- **Consignes**
1 > Recopiez fidèlement le passage de l'intervention sur le paquet Tusk, de « Photo de Christian » à « le 23 juin. ».
2 > Poursuivez l'intervention sur le paquet Tusk à partir de sa dernière phrase.

- **Extrait présenté**
Intervention de Christian Cambon

Réunion du 17 février 2016 à 14h30
Débat préalable à la réunion du conseil européen des 18 et 19 février 2016

Photo de Christian CambonChristian Cambon, vice-président de la commission des affaires étrangères, de la défense et des forces armées :

Madame la présidente, monsieur le secrétaire d'État, mes chers collègues, à l’exception de ceux qu’a tenus l’orateur qui m’a précédé, beaucoup de propos ont été consensuels quant à l’orientation que devra adopter le Gouvernement, à la veille de ce Conseil européen, saisi du « paquet Tusk » qui répond aux demandes britanniques de réforme de l’Union européenne. Cette réunion se déroulera avec, au-dessus de la tête de ses participants, l’épée de Damoclès du référendum britannique sur l’appartenance à l’Union, qui se tiendra sans doute le 23 juin.

Nous comprenons tous la part de politique intérieure qui a conduit le gouvernement de David Cameron à nous placer dans une telle seringue et à demander aux vingt-sept États membres de se prononcer en trois semaines sur des réformes importantes, qui, accessoirement, ont déjà été « prévendues » à l’opinion publique britannique.

- **Données enregistrées**
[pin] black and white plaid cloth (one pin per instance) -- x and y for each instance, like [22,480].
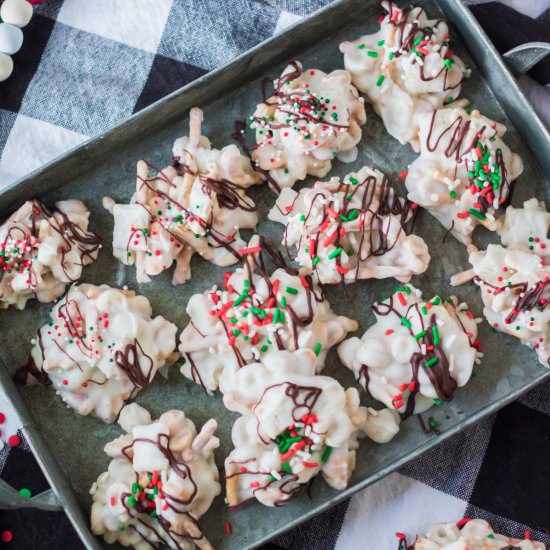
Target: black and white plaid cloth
[87,64]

- **Réponses par consigne**
1 >
Photo de Christian CambonChristian Cambon, vice-président de la commission des affaires étrangères, de la défense et des forces armées :

Madame la présidente, monsieur le secrétaire d'État, mes chers collègues, à l’exception de ceux qu’a tenus l’orateur qui m’a précédé, beaucoup de propos ont été consensuels quant à l’orientation que devra adopter le Gouvernement, à la veille de ce Conseil européen, saisi du « paquet Tusk » qui répond aux demandes britanniques de réforme de l’Union européenne. Cette réunion se déroulera avec, au-dessus de la tête de ses participants, l’épée de Damoclès du référendum britannique sur l’appartenance à l’Union, qui se tiendra sans doute le 23 juin.

2 >
L’Europe risque gros, sur ce que l’on peut qualifier de coup de dés !

L’Union européenne est en effet au plus mal, ses pieds d’argile se fissurent un peu plus contre les vagues des crises qu’elle rencontre : l’euro est malmené par un dollar chaque jour un peu plus dominant ; la PAC est au point mort et nos agriculteurs sont dans la rue ; Schengen n’existe plus – l’Autriche a annoncé hier la mise en place de douze points de passage de ses frontières avec l’Italie, la Slovénie et la Hongrie, afin de ralentir les entrées de demandeurs d’asile sur son territoire – ; l’équation du chômage de masse semble impossible à se résoudre ; l’Europe, à l’image des îles grecques, italiennes ou de la ville de Calais, semble submergée par un afflux de migrants qui la dépasse.

Le Brexit serait un coup de plus porté à une Europe qui n’en a vraiment pas besoin, alors que la crise de la dette n’est pas encore définitivement soldée.

Alors qu’il a fallu tant d’énergie, de vision, de ténacité, de courage pour construire l’Europe, il semble toujours plus facile de détruire que de construire.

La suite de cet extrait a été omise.